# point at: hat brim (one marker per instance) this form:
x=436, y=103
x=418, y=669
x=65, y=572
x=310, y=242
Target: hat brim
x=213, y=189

══════

## REQUIRED TASK
Update the entries above so that each "hat brim" reads "sun visor", keeping every other line the same.

## REPLY TO THE EXERCISE
# point at: sun visor (one marker per instance) this form:
x=436, y=103
x=418, y=669
x=65, y=572
x=310, y=242
Target: sun visor
x=213, y=189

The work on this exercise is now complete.